* _STATED EXERCISE_
Lines before the one containing "Target: wind streak on water" are excluded. Repeat that line and every line after it, exactly.

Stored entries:
——————————
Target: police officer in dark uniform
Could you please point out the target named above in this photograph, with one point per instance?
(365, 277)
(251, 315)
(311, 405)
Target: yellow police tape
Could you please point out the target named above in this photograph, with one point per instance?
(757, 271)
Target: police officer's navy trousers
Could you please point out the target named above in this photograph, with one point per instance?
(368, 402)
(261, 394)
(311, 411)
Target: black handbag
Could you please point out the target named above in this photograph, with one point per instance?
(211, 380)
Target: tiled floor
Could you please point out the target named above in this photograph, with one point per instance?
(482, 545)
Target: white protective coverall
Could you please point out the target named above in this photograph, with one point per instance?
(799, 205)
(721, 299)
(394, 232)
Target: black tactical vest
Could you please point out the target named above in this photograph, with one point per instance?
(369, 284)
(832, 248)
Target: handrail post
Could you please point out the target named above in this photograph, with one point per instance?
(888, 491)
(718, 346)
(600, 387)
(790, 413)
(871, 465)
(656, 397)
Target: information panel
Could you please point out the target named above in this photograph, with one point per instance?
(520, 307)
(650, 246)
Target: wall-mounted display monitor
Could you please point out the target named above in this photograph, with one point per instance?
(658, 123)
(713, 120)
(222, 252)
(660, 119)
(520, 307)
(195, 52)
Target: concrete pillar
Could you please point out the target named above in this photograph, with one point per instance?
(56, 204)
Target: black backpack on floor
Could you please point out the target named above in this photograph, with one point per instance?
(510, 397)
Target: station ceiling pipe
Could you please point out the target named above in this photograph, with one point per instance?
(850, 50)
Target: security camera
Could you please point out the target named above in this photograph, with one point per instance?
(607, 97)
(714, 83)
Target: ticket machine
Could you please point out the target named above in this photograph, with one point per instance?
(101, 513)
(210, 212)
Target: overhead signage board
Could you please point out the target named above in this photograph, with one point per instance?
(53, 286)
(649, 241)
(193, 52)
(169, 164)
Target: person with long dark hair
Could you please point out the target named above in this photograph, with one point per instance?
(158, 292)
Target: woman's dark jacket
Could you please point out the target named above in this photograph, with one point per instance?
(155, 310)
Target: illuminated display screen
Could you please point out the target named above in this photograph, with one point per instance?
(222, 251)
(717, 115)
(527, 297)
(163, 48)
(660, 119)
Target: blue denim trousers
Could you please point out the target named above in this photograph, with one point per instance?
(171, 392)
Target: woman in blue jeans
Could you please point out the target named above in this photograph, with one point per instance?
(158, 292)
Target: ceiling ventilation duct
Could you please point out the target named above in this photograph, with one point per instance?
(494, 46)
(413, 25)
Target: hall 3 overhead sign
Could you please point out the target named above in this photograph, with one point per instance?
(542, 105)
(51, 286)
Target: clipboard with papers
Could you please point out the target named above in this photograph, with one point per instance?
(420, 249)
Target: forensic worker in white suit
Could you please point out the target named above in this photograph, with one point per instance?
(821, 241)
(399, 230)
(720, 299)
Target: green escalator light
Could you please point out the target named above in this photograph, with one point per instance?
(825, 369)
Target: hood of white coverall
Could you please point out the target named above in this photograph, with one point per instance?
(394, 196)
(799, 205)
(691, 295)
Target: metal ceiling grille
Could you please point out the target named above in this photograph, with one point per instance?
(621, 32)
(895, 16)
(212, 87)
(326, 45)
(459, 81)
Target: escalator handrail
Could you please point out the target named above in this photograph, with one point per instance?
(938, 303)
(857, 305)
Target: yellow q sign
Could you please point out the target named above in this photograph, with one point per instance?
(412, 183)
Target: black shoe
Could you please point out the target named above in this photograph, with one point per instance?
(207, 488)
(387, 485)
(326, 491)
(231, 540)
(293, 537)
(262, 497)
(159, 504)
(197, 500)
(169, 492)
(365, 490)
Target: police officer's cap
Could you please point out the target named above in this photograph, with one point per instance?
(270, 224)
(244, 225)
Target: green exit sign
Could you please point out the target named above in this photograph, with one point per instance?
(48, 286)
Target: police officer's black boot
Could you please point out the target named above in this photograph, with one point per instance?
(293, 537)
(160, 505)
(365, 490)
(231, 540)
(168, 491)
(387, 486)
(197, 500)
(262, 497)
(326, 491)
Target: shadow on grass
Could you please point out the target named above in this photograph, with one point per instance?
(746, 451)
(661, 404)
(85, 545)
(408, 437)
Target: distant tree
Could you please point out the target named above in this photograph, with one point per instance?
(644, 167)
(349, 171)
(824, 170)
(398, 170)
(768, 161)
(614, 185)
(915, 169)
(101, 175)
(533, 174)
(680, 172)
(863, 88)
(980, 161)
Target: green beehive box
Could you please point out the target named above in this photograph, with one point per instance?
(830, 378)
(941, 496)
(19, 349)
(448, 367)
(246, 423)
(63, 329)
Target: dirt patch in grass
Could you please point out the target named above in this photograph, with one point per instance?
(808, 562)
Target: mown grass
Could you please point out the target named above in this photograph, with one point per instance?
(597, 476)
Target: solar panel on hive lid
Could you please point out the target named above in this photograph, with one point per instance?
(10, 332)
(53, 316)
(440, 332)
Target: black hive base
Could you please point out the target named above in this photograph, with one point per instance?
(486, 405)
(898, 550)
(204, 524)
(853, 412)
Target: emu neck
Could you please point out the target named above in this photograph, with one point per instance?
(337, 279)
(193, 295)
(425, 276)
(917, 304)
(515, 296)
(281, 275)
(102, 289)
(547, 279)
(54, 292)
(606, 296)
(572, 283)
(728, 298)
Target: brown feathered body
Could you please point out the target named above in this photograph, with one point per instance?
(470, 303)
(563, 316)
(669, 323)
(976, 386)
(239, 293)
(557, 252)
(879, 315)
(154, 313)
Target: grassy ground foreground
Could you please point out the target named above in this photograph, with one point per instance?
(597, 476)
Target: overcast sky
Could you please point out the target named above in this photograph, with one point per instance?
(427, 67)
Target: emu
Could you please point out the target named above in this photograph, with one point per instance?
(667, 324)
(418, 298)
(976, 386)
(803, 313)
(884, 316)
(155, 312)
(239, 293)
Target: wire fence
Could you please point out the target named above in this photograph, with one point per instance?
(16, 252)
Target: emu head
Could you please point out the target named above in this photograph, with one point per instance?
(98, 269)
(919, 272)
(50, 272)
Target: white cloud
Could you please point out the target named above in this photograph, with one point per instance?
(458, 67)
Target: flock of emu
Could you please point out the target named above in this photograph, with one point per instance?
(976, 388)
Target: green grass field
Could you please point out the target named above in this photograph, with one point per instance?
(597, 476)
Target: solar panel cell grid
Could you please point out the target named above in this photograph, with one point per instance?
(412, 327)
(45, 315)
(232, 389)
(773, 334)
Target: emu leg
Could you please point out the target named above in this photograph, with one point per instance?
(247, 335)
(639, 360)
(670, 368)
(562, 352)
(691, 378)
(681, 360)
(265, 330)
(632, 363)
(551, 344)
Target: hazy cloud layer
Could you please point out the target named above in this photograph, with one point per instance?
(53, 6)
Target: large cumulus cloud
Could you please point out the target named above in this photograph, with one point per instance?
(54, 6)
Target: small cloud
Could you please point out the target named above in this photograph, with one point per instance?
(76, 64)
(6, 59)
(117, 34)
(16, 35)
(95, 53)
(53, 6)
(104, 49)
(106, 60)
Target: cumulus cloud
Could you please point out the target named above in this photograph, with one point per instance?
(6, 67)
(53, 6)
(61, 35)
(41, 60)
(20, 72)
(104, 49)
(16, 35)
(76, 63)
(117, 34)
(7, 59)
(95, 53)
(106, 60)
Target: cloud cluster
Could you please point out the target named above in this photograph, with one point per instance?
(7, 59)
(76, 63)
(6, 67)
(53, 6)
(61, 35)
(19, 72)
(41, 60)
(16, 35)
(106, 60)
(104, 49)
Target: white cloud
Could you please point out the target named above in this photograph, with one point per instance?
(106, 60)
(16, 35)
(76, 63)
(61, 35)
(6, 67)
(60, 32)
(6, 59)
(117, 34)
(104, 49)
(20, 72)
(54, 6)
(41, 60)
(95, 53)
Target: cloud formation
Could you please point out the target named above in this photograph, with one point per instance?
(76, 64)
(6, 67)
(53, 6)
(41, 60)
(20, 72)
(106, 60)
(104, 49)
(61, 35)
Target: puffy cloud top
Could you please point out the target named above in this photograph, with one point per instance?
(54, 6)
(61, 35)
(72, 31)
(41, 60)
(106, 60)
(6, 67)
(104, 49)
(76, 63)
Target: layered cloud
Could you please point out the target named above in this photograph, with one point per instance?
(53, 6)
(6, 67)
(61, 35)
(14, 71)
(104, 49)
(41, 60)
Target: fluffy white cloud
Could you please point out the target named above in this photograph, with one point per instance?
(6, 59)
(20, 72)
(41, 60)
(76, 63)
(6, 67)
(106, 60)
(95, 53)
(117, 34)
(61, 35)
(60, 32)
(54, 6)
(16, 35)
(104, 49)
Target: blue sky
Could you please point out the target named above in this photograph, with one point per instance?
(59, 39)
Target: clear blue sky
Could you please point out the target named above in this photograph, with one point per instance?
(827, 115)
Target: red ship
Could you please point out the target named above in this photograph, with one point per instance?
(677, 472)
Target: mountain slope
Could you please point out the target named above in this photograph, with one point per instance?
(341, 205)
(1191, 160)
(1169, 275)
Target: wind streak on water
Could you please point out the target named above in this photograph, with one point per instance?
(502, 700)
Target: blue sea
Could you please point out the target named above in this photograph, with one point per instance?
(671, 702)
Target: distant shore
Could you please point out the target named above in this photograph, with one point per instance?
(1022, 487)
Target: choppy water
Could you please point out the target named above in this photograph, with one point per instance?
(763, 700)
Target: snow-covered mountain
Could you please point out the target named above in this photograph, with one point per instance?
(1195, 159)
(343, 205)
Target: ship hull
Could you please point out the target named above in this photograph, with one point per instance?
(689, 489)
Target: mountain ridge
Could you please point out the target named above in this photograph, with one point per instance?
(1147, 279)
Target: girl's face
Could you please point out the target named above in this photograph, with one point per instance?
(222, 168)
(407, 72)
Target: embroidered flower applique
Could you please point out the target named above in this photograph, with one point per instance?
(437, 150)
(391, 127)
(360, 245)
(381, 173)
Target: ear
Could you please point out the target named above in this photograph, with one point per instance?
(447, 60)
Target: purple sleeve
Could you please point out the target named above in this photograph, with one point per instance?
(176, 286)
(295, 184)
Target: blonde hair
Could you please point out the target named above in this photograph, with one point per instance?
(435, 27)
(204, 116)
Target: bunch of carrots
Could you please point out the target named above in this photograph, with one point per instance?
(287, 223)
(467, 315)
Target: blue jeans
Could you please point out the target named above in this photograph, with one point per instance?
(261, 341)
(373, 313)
——————————
* _RESPONSE FOR THIS EXERCISE_
Target: wind streak on water
Could you please point out the target named above in this photograph, with one point per instance?
(502, 700)
Target: blue sea
Could you please point out the target named above in this photograph, with one point per instance?
(671, 702)
Target: distant shore
Could you please point out the target named above in this photograph, with one point per instance?
(1022, 487)
Target: choppy water
Could you please point out the target named above in this photograph, with one point per instance?
(763, 700)
Target: snow-covered mountain
Could you please point out the target named above in this photograph, with one point per instance?
(1195, 159)
(343, 205)
Target: ship hull
Could you please point out the target named above in this photograph, with one point per instance?
(689, 489)
Target: mountain ridge
Could you please point out the target named above in this photograph, with one point per instance?
(1147, 279)
Target: girl's face
Could you please point out the target named above in this photograph, with one point per instance?
(222, 168)
(407, 72)
Target: embroidered flower applique
Could you please point out the target named above in this photograph, with one point per instance?
(437, 150)
(391, 127)
(360, 245)
(381, 173)
Target: ear
Could you please point out the target named above in this photograph, with one point per instance?
(447, 60)
Target: purple sleeve
Could you please point out the target named above in this photograph, with one point per instance?
(176, 286)
(295, 184)
Target: blonde hair
Could you please point out the target named above in this photograph, with one point per instance?
(435, 27)
(204, 116)
Target: bunch of carrots
Could you please point out the target named above in this photograph, with one point per instance?
(287, 223)
(467, 315)
Target: blue jeans
Could you please point out the target named above in this photograph, with one point per instance?
(261, 341)
(373, 313)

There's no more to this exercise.